### Point-per-instance localization data
*** Block opens ***

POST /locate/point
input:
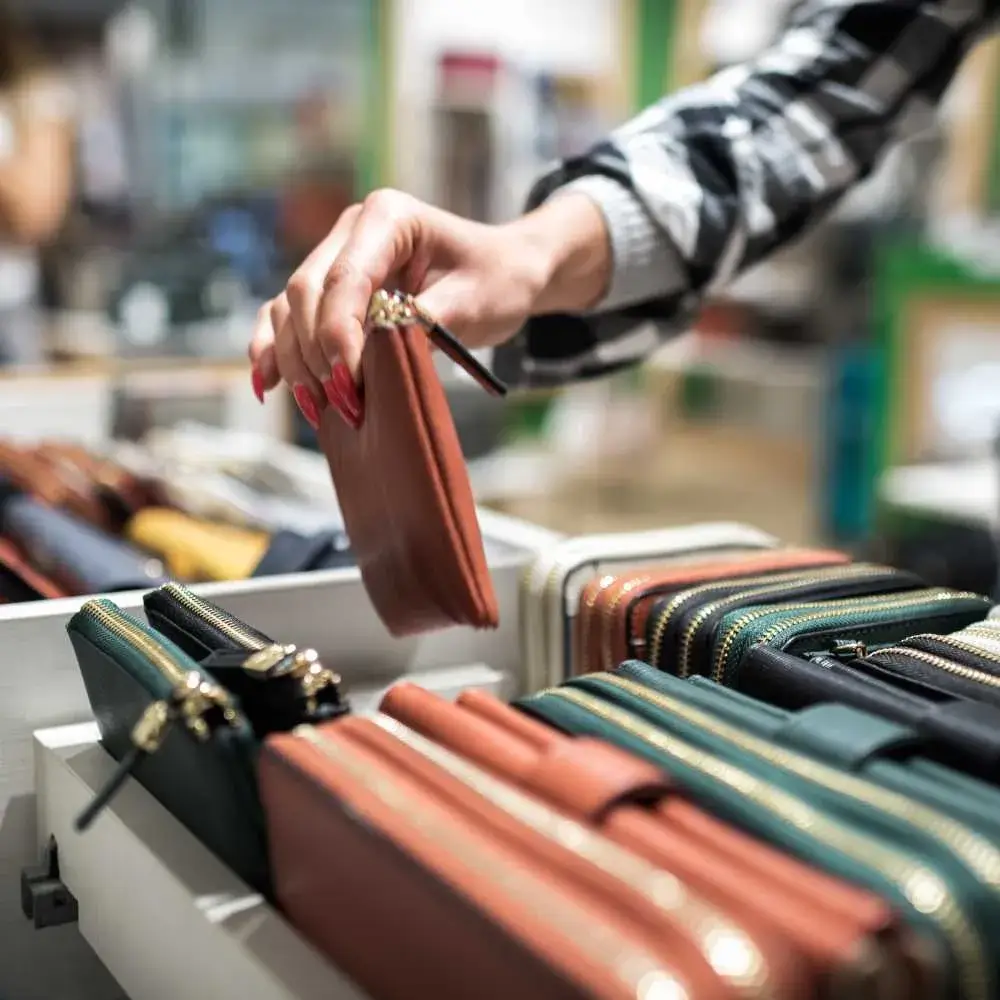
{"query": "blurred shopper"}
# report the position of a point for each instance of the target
(698, 187)
(36, 171)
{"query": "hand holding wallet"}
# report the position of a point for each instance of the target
(402, 483)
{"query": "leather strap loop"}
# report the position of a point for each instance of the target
(589, 777)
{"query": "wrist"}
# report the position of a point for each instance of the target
(568, 247)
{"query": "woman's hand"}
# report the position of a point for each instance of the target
(481, 282)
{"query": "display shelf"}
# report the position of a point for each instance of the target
(163, 914)
(40, 687)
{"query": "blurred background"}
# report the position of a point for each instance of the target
(164, 164)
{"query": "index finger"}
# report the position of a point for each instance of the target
(379, 246)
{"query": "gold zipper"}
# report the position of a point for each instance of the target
(939, 662)
(639, 971)
(921, 885)
(268, 659)
(990, 639)
(800, 578)
(193, 696)
(666, 616)
(607, 622)
(727, 948)
(978, 854)
(829, 608)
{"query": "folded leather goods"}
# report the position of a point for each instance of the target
(490, 893)
(814, 626)
(963, 734)
(80, 558)
(402, 482)
(552, 586)
(964, 664)
(939, 875)
(182, 735)
(279, 686)
(681, 630)
(614, 607)
(881, 751)
(196, 550)
(840, 939)
(20, 581)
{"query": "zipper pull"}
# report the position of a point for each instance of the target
(147, 737)
(848, 650)
(276, 661)
(194, 702)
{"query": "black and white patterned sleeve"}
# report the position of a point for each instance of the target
(718, 176)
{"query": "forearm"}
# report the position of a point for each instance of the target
(719, 176)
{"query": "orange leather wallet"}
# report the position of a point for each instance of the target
(611, 623)
(418, 874)
(845, 938)
(402, 482)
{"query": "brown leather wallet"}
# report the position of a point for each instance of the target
(845, 938)
(415, 881)
(404, 490)
(611, 623)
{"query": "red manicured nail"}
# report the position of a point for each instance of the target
(348, 391)
(307, 405)
(351, 417)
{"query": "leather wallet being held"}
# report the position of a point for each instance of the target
(402, 482)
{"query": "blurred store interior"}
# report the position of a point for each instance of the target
(845, 393)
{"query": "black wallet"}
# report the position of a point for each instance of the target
(963, 734)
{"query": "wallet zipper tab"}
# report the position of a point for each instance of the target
(815, 612)
(195, 701)
(917, 881)
(728, 949)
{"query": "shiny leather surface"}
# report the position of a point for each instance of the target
(406, 915)
(208, 786)
(614, 609)
(405, 495)
(796, 914)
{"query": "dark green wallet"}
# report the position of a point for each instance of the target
(942, 880)
(183, 736)
(882, 751)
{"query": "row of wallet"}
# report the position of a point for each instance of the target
(622, 833)
(73, 523)
(793, 627)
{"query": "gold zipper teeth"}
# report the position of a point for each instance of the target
(225, 623)
(800, 578)
(921, 885)
(607, 624)
(980, 856)
(989, 650)
(666, 616)
(639, 971)
(728, 949)
(828, 608)
(196, 693)
(941, 663)
(116, 623)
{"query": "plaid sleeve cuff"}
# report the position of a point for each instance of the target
(646, 265)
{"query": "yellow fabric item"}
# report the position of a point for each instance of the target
(195, 550)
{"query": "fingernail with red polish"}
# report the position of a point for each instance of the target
(351, 417)
(348, 391)
(307, 405)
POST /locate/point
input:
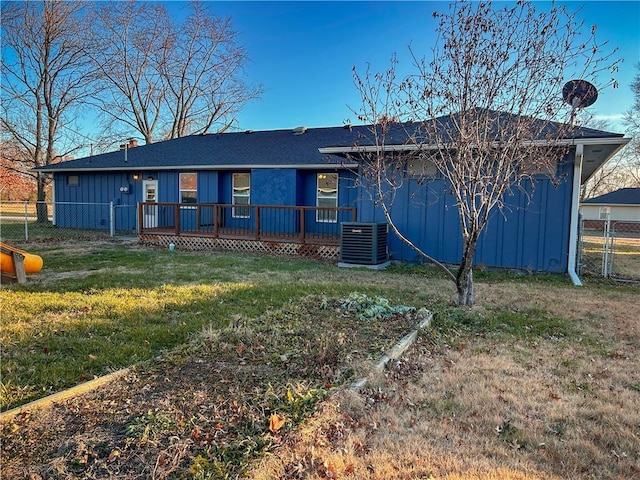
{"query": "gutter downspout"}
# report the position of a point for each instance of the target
(575, 215)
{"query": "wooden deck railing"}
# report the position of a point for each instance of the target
(273, 223)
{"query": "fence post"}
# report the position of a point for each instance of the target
(26, 220)
(112, 216)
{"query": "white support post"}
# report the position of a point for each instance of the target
(112, 217)
(26, 219)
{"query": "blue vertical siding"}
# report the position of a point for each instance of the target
(531, 233)
(86, 205)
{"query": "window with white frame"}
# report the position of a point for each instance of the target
(188, 187)
(241, 195)
(327, 198)
(605, 212)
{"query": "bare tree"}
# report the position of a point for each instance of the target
(484, 110)
(44, 81)
(164, 78)
(134, 39)
(203, 74)
(632, 122)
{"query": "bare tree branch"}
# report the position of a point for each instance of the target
(492, 85)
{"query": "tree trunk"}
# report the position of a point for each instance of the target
(464, 276)
(464, 286)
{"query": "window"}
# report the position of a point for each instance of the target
(327, 197)
(188, 187)
(241, 195)
(421, 167)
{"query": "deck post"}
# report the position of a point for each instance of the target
(216, 220)
(257, 232)
(112, 218)
(177, 217)
(303, 233)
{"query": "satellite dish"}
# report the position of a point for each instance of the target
(579, 93)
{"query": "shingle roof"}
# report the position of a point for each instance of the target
(623, 196)
(269, 148)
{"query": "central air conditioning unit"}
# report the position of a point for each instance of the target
(363, 245)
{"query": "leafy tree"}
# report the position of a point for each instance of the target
(479, 108)
(44, 79)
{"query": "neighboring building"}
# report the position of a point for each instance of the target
(297, 187)
(623, 205)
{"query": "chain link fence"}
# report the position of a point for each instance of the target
(24, 221)
(610, 249)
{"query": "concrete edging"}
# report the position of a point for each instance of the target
(63, 395)
(396, 351)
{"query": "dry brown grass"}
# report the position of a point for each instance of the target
(491, 406)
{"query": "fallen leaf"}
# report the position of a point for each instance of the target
(276, 422)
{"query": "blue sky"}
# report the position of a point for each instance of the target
(302, 53)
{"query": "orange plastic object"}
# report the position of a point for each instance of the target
(32, 263)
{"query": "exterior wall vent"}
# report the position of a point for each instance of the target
(363, 245)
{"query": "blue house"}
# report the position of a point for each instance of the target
(289, 191)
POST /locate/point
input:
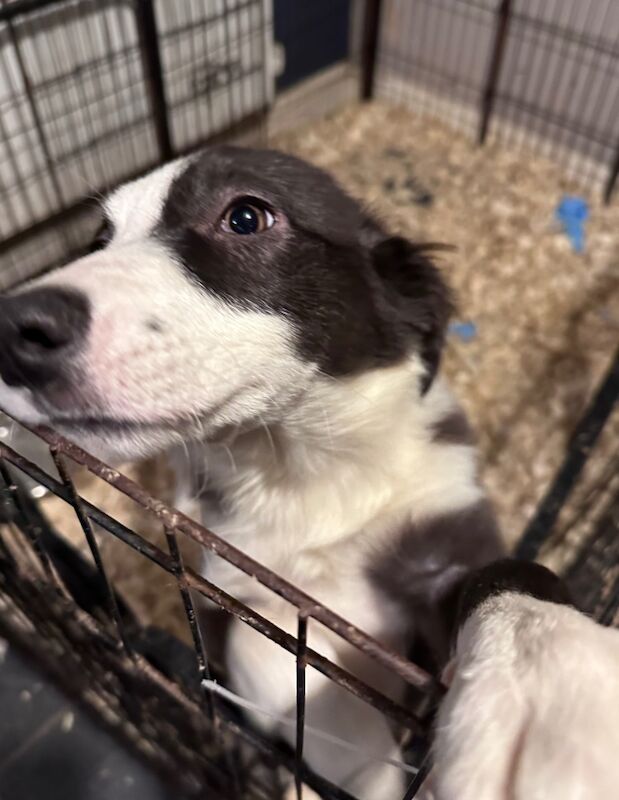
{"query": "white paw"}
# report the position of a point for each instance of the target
(532, 712)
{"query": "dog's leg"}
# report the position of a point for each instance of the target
(264, 673)
(533, 706)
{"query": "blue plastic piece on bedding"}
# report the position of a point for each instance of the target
(465, 331)
(572, 212)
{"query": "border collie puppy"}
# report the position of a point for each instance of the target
(246, 311)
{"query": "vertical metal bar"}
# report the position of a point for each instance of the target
(149, 44)
(86, 525)
(612, 177)
(190, 613)
(494, 68)
(417, 782)
(31, 530)
(301, 662)
(369, 47)
(36, 117)
(583, 439)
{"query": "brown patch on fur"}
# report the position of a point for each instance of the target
(424, 568)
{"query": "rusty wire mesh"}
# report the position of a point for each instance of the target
(174, 728)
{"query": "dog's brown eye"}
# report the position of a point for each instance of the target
(245, 218)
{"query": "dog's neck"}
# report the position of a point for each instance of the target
(342, 460)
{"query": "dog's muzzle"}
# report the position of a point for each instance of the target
(41, 332)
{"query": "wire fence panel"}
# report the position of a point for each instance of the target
(201, 719)
(527, 72)
(95, 92)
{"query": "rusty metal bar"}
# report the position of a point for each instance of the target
(369, 47)
(190, 614)
(494, 68)
(172, 518)
(32, 533)
(76, 502)
(288, 642)
(222, 599)
(301, 649)
(582, 441)
(612, 177)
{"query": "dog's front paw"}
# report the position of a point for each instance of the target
(532, 711)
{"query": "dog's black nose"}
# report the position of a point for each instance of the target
(40, 332)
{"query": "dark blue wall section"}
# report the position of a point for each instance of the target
(314, 33)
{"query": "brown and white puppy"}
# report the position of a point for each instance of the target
(248, 315)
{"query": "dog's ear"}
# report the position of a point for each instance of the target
(415, 291)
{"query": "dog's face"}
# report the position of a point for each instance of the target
(226, 284)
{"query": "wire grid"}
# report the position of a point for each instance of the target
(426, 688)
(539, 73)
(95, 92)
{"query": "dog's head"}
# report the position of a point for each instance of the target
(225, 284)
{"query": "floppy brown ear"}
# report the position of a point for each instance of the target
(418, 295)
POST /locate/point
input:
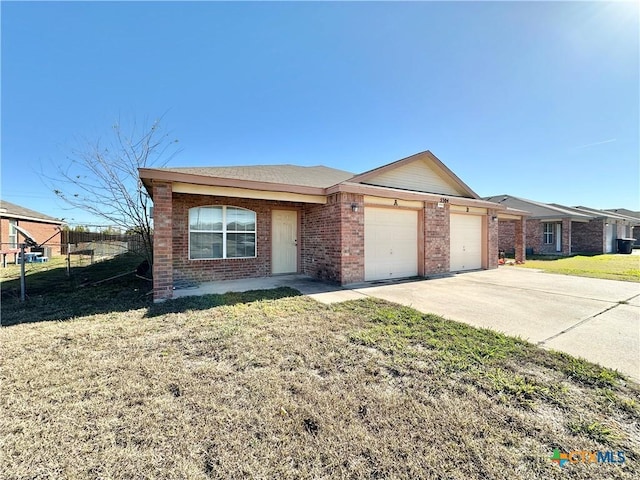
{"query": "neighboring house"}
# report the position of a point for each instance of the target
(632, 215)
(43, 228)
(560, 230)
(413, 217)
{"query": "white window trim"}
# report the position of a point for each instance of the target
(223, 231)
(550, 234)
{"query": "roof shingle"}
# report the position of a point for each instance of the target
(318, 176)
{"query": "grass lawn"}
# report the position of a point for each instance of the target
(612, 266)
(270, 384)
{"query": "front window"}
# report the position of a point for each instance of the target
(221, 232)
(548, 233)
(13, 234)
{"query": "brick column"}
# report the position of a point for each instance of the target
(162, 242)
(351, 238)
(437, 250)
(520, 245)
(492, 238)
(566, 236)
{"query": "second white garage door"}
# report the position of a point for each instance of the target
(466, 242)
(390, 243)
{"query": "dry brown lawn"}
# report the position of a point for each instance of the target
(274, 385)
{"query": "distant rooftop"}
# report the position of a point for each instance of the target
(11, 210)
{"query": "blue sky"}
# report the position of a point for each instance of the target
(539, 100)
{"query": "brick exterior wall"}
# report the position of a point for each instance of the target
(588, 237)
(41, 231)
(351, 238)
(511, 238)
(492, 238)
(321, 240)
(330, 240)
(520, 240)
(185, 270)
(533, 235)
(162, 241)
(507, 236)
(566, 236)
(437, 250)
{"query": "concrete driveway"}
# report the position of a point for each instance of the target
(598, 320)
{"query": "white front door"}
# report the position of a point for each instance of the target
(390, 243)
(465, 237)
(610, 238)
(284, 241)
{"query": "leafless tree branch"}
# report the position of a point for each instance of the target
(101, 178)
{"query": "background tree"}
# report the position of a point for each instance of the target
(102, 177)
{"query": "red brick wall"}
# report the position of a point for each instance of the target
(162, 241)
(588, 237)
(321, 240)
(40, 231)
(533, 236)
(492, 240)
(566, 236)
(520, 241)
(437, 250)
(352, 238)
(186, 270)
(507, 236)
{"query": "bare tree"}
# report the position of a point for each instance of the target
(102, 177)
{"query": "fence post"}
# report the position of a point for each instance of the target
(68, 259)
(23, 283)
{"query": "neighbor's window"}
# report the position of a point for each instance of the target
(548, 233)
(221, 232)
(13, 234)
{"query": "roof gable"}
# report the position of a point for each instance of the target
(538, 209)
(318, 176)
(422, 172)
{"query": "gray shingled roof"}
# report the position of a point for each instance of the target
(22, 212)
(318, 176)
(624, 211)
(537, 209)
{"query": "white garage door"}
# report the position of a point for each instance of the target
(390, 243)
(466, 242)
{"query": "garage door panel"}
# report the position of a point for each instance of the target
(391, 243)
(466, 242)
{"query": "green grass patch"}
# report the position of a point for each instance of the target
(611, 266)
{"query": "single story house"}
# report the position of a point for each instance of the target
(412, 217)
(44, 229)
(632, 215)
(560, 230)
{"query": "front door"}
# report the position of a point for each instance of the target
(284, 241)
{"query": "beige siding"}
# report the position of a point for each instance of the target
(419, 176)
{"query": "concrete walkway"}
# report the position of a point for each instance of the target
(598, 320)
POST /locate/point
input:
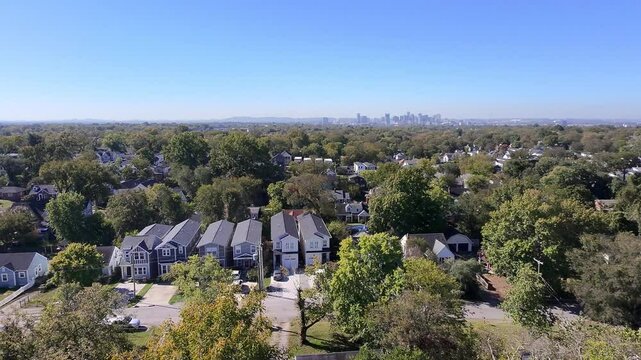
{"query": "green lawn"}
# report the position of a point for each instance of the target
(321, 338)
(140, 339)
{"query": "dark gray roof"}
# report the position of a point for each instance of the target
(159, 230)
(16, 261)
(311, 224)
(281, 224)
(147, 242)
(106, 252)
(219, 233)
(183, 233)
(248, 231)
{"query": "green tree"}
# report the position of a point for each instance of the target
(200, 278)
(408, 203)
(80, 263)
(16, 228)
(525, 301)
(88, 178)
(373, 267)
(66, 216)
(607, 283)
(166, 204)
(129, 211)
(187, 149)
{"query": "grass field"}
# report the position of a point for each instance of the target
(321, 338)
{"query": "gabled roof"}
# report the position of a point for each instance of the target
(106, 252)
(17, 261)
(312, 224)
(218, 233)
(283, 224)
(248, 231)
(182, 233)
(147, 242)
(159, 230)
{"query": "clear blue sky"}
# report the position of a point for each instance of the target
(133, 59)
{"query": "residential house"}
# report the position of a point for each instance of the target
(18, 269)
(176, 245)
(285, 240)
(418, 245)
(315, 238)
(459, 243)
(282, 159)
(139, 258)
(245, 242)
(362, 166)
(216, 242)
(111, 257)
(12, 193)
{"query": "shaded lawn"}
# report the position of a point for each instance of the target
(321, 338)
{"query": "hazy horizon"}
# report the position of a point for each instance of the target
(147, 61)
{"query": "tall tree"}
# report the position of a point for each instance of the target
(79, 263)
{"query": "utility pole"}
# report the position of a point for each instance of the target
(538, 265)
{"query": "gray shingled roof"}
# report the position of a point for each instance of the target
(182, 233)
(283, 223)
(16, 261)
(311, 224)
(147, 242)
(159, 230)
(219, 233)
(248, 231)
(106, 252)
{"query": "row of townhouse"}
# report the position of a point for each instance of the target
(305, 235)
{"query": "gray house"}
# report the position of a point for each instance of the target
(17, 269)
(284, 236)
(177, 244)
(139, 258)
(245, 242)
(216, 241)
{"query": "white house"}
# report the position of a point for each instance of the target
(460, 243)
(315, 238)
(417, 245)
(285, 240)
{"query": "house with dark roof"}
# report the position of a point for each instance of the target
(216, 242)
(285, 240)
(111, 257)
(18, 269)
(315, 238)
(245, 242)
(430, 244)
(177, 244)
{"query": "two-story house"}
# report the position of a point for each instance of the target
(245, 242)
(284, 236)
(216, 242)
(17, 269)
(176, 245)
(139, 258)
(315, 238)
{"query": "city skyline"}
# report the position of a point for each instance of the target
(149, 60)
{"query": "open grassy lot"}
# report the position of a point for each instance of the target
(321, 339)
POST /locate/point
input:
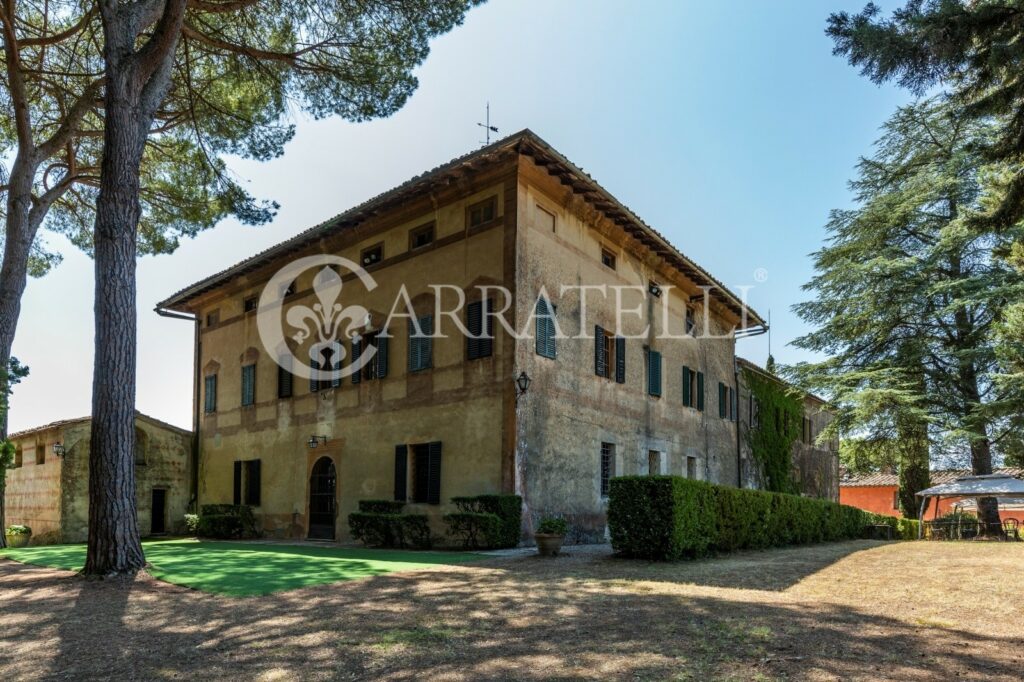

*** Block closes ***

### The task
Give only the number of lines in the preceding data that include the word "window".

### Reply
5